Activity =
All records below must be retyped exactly.

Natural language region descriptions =
——
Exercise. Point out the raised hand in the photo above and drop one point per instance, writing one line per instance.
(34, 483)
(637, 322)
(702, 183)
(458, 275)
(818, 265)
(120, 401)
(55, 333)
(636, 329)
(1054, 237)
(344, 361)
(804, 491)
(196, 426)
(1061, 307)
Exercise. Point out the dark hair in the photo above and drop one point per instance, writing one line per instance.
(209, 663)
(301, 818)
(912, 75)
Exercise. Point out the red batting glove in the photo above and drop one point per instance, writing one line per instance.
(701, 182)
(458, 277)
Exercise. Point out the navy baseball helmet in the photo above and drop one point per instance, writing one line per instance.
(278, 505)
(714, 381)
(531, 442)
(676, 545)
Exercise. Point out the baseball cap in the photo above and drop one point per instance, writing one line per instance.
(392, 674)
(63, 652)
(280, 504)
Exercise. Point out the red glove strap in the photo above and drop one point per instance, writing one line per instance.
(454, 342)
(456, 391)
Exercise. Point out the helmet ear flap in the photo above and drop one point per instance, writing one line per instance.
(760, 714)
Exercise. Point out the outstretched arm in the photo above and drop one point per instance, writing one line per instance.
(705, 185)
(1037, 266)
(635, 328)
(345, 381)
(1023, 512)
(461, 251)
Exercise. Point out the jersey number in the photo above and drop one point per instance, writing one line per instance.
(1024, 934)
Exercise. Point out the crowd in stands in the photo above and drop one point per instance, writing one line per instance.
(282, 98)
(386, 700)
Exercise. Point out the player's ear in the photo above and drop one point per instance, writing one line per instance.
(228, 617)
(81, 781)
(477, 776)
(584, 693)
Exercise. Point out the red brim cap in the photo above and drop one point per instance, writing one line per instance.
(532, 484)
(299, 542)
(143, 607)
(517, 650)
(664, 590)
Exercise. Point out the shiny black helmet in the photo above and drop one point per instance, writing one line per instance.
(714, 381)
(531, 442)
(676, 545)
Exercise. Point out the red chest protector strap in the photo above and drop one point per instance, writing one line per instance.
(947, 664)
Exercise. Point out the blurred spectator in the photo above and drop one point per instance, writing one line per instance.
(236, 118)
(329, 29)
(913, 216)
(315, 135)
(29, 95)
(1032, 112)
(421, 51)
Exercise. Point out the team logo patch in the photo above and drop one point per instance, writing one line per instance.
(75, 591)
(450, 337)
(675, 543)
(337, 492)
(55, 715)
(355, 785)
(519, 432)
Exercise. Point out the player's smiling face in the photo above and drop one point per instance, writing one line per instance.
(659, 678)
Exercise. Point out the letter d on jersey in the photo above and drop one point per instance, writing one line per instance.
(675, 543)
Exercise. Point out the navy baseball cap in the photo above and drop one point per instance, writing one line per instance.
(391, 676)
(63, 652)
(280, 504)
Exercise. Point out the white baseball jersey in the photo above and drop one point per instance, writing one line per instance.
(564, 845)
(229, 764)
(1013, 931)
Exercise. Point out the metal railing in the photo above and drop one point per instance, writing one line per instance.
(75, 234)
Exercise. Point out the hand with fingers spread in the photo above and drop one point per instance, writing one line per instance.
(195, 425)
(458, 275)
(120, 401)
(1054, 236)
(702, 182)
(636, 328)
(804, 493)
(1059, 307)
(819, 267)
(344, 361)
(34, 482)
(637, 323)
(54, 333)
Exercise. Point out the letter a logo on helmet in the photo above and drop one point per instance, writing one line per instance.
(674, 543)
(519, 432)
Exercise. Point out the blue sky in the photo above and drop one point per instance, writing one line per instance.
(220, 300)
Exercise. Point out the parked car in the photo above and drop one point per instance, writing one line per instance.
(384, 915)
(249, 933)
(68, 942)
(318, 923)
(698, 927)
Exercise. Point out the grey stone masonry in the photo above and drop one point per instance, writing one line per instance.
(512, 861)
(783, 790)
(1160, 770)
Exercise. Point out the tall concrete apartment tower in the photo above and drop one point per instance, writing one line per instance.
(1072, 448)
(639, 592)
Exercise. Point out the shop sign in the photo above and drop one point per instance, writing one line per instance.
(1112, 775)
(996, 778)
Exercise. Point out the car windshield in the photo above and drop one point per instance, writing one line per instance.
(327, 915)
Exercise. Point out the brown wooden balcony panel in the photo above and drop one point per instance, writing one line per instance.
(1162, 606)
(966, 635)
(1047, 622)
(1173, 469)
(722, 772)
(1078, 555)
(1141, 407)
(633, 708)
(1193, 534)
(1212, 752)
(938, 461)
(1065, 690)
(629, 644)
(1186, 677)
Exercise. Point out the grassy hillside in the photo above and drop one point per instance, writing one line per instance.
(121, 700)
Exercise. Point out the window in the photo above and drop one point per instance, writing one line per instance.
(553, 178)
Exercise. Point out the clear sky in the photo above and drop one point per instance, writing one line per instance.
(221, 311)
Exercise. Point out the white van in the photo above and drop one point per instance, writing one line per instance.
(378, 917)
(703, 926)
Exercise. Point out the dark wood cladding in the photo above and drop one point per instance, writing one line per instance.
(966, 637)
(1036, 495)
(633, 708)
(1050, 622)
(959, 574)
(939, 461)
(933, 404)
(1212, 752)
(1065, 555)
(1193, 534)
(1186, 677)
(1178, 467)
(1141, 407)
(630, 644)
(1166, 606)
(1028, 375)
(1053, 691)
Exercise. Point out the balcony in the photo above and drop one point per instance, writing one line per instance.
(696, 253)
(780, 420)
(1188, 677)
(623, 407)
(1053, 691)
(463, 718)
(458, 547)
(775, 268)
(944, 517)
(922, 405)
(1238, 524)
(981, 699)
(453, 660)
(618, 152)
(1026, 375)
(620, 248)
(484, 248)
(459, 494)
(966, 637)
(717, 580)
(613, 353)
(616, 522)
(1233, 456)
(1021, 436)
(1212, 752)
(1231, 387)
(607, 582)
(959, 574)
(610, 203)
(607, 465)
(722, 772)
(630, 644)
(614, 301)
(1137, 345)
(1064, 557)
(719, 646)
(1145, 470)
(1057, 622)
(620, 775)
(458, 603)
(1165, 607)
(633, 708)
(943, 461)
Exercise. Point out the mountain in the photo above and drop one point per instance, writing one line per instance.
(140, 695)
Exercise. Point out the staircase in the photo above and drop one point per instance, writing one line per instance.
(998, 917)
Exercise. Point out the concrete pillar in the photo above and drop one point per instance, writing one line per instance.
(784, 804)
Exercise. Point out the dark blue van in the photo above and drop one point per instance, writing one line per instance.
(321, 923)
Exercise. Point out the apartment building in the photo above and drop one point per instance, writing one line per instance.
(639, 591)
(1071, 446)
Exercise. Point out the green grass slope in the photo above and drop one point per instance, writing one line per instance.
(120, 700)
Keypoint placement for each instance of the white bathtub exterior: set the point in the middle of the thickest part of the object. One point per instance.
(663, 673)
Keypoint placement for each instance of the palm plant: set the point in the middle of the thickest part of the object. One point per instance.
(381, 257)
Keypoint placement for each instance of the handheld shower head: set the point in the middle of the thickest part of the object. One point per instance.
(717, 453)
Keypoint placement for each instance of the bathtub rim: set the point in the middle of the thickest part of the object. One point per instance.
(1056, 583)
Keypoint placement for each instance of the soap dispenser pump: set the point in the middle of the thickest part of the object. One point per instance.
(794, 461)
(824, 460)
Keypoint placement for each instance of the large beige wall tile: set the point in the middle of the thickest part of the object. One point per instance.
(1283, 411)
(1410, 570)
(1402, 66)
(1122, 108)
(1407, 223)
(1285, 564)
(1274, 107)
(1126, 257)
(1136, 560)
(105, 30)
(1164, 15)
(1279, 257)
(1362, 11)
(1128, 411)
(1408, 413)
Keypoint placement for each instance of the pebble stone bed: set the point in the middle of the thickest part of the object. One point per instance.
——
Solution for this task =
Exercise. Point out the raised hand in the photo above and drop one point per instance, writing one line per instance.
(34, 483)
(637, 322)
(702, 183)
(458, 275)
(818, 265)
(120, 401)
(55, 333)
(636, 329)
(1054, 237)
(344, 361)
(804, 491)
(196, 426)
(1061, 307)
Exercise. Point out the dark hair in the photo above and drop one point per instance, writing one line per instance.
(209, 663)
(301, 818)
(912, 75)
Exercise. Point out the red batting glove in the photo above and drop one point per instance, writing one line per instance.
(701, 182)
(458, 277)
Exercise. Point out the navy baseball helmet in the photo above and drop one point per instance, writing one line per instance.
(278, 505)
(714, 381)
(531, 442)
(676, 545)
Exercise. Point out the baseball cap in the photo above and drop one point per instance, writing one line per instance.
(392, 674)
(63, 652)
(280, 504)
Exercise. Point out the red glove strap in the photo above and drop one point per instance, writing one line per instance.
(454, 342)
(456, 391)
Exercise. Point out the helmet ear flap in the photo above and drop one point per instance, writing one line per instance.
(760, 714)
Exercise. Point out the outstretched arm in the photo above and drop one point per instance, writing one line per instance.
(705, 185)
(1037, 266)
(635, 328)
(345, 381)
(1023, 512)
(461, 251)
Exercise. Point out the jersey number in the photo above and drop one point per instance, writing one line per instance.
(1024, 934)
Exercise. Point out the crowd in stands in the photo above and drop one point per instance, writing one line per instance.
(282, 98)
(386, 700)
Exercise. Point out the player's ear in the photo above and drop one point per instance, writing one line per instance.
(228, 617)
(81, 781)
(477, 776)
(584, 693)
Exercise. Point out the red brim cap in the photo above and drop one point per instance, writing one line per instance.
(532, 484)
(299, 542)
(143, 607)
(517, 650)
(664, 590)
Exercise. Point out the shiny black helmet in the photo above and drop one point per instance, writing one line per instance.
(714, 381)
(531, 442)
(676, 545)
Exercise. Point out the red chest protector strap in the photo above and drop one point per instance, writing one line per instance.
(947, 664)
Exercise. Point out the blurred spectator in the photo above and drop one point per instance, writing one line per instance.
(236, 118)
(329, 29)
(913, 216)
(315, 135)
(29, 95)
(1032, 112)
(421, 51)
Exercise. Point out the team logo patch in the photo above and drop one point per instance, writing one line per instance.
(75, 591)
(450, 337)
(675, 543)
(337, 492)
(55, 715)
(355, 785)
(519, 432)
Exercise. Point out the player's smiling face in the photo above and drop one point per instance, writing one line per instance.
(659, 678)
Exercise. Point out the letter d on jersey in the photo above and drop one point per instance, writing one line per instance.
(675, 543)
Exercise. Point out the navy baseball cap in the photo above and drop one point per instance, writing one line per instance.
(391, 676)
(63, 652)
(280, 504)
Exercise. Point out the white baseball jersey in the photo above and drop one point per instance, writing one line per instance.
(564, 845)
(229, 764)
(1013, 931)
Exercise. Point out the metal railing in the photo above and drop one point per instance, writing one line per instance.
(75, 234)
Exercise. Point out the hand with fingers spread in the photo above and drop one point per instance, writing one line per instance.
(195, 425)
(458, 275)
(120, 401)
(1054, 236)
(702, 182)
(636, 328)
(804, 493)
(1059, 307)
(819, 267)
(344, 361)
(34, 482)
(637, 323)
(54, 333)
Exercise. Point out the letter a logo on helmet in the photo above and drop one point per instance, writing one line per instance.
(674, 543)
(519, 432)
Exercise. Point out the blue sky in the photo above and drop one point per instance, writing one line per instance.
(220, 300)
Exercise. Point out the parked car in the photo above and drop one point per instance, writing one line per instance.
(384, 915)
(249, 933)
(68, 942)
(318, 923)
(698, 927)
Exercise. Point out the grey stone masonry in the photo above and drop one point per instance, writing one line per instance.
(512, 861)
(783, 790)
(1160, 770)
Exercise. Point out the tall concrete apartment tower in the photo above and drop one point per instance, writing one line per instance.
(1072, 448)
(639, 592)
Exercise. Point out the shop sign in the photo above and drop one point per instance, writing one line per instance.
(1112, 775)
(996, 778)
Exercise. Point out the car windshield in the photo above and drop one point per instance, writing one line per instance.
(327, 915)
Exercise. Point out the brown wooden balcony panel in the photo above and drop one point per instance, writing one line per instance.
(1162, 606)
(966, 635)
(1047, 622)
(1173, 469)
(722, 772)
(1078, 555)
(1141, 407)
(633, 708)
(1193, 534)
(1212, 752)
(938, 461)
(1065, 690)
(629, 644)
(1186, 677)
Exercise. Point out the grassy hillside in the photo above and drop one point per instance, writing one line per instance.
(121, 700)
Exercise. Point out the window in the photo above and drop one point per instance, writing one line per instance.
(553, 178)
Exercise. Point out the clear sky in the photo above and drop one point per instance, writing one line per instance.
(221, 311)
Exercise. Point out the white van in the photo above and drop one point per instance, writing one line per instance.
(378, 917)
(703, 926)
Exercise. Point out the dark wood cladding in the photo above and drop one point per instance, writing one line per instance.
(966, 637)
(1036, 495)
(633, 708)
(1050, 622)
(959, 574)
(939, 461)
(933, 404)
(1212, 752)
(1065, 555)
(1193, 534)
(1186, 677)
(1178, 467)
(1141, 407)
(630, 644)
(1166, 606)
(1028, 375)
(1053, 691)
Exercise. Point out the balcony in the photo above and drop one point per instance, writing one line per instance.
(696, 253)
(780, 420)
(1188, 677)
(623, 407)
(1053, 691)
(463, 718)
(458, 547)
(775, 268)
(944, 517)
(922, 405)
(1238, 524)
(981, 699)
(453, 660)
(618, 152)
(1026, 375)
(620, 248)
(484, 248)
(459, 494)
(966, 637)
(717, 580)
(613, 353)
(616, 522)
(1233, 456)
(1021, 436)
(1212, 752)
(1231, 387)
(607, 582)
(959, 574)
(610, 203)
(607, 465)
(722, 772)
(630, 644)
(614, 301)
(1137, 345)
(1064, 557)
(719, 646)
(1145, 470)
(1057, 622)
(620, 775)
(458, 603)
(1165, 607)
(633, 708)
(943, 461)
Exercise. Point out the mountain in the photo above and drop one point per instance, writing one line per instance.
(140, 695)
Exercise. Point out the staircase in the photo above and drop one point per instance, writing one line per instance.
(998, 917)
Exercise. Point out the concrete pillar in the photo above and drop one point per instance, writing one line per instance.
(784, 804)
Exercise. Point out the dark blue van in the photo above and drop one point per instance, writing one line per instance.
(321, 923)
Exercise. Point out the apartment building in the photo above and drop one point per instance, writing one line per instance.
(639, 591)
(1071, 446)
Exercise. Point out the green grass slope in the photo above and drop one point per instance, writing one line per instance.
(120, 700)
Keypoint placement for each instance of the white bathtub exterior: set the point in the middle of the thickest part of the object. One point per instance.
(663, 673)
Keypoint placement for each instance of the palm plant: set the point in the middle of the thickest part of the object. One point per instance.
(381, 257)
Keypoint placement for each instance of the handheld shower head: set the point in the middle of the thickest part of the object. One point per instance.
(717, 453)
Keypoint placement for each instance of the bathtub rim: set the point in the middle of the thickest part of the object. One point per instance.
(1056, 583)
Keypoint placement for each instance of the soap dispenser pump: set the point in the middle of the thickest part of the object. One point per instance.
(794, 461)
(824, 460)
Keypoint placement for each instance of the large beige wall tile: set the point in the middle of the thickest part of the object. One point per instance.
(1283, 411)
(1410, 570)
(1402, 66)
(1122, 108)
(1407, 223)
(1285, 564)
(1274, 107)
(1126, 257)
(1136, 560)
(105, 30)
(1164, 15)
(1279, 257)
(1362, 11)
(1128, 411)
(1408, 413)
Keypoint placement for each instance of the pebble stone bed: set the point in the middle of the thickest part of the object. One point per instance.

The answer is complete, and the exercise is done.